• _Work required_: Output all entries exactly; images excluded.

------------------------------

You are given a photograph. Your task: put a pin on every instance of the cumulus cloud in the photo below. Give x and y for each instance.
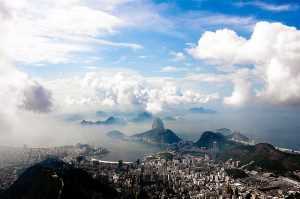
(270, 7)
(125, 91)
(19, 91)
(36, 98)
(173, 69)
(275, 57)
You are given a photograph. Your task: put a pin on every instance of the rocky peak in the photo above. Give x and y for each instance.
(158, 124)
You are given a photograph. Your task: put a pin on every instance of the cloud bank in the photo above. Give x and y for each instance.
(273, 50)
(125, 91)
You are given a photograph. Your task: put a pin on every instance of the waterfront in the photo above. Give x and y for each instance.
(126, 150)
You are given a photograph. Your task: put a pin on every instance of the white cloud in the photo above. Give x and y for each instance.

------------------------------

• _Solution to this problem_:
You are given a photograph. Your task: put a pin on every instance of the cumulus cloud in the photo below. Give x and y for each instance.
(270, 7)
(125, 91)
(19, 91)
(36, 98)
(173, 69)
(275, 57)
You are given a photograph. Your task: put a pin on every instance of the rocky peak in the photo above. Give x and y for each instance.
(158, 124)
You are given a photograph. Your task: put a pin on every instance of the cloud bank in the photo above. Give x and y for each instance.
(273, 50)
(125, 91)
You are given a photograph. Your task: put a pin on every instance of the waterfront in the photo above. Give x and y for each instance.
(126, 150)
You are given a photograph. Your task: put a pin on every instance of the white cloud in the photo above. Give x and y for each instance.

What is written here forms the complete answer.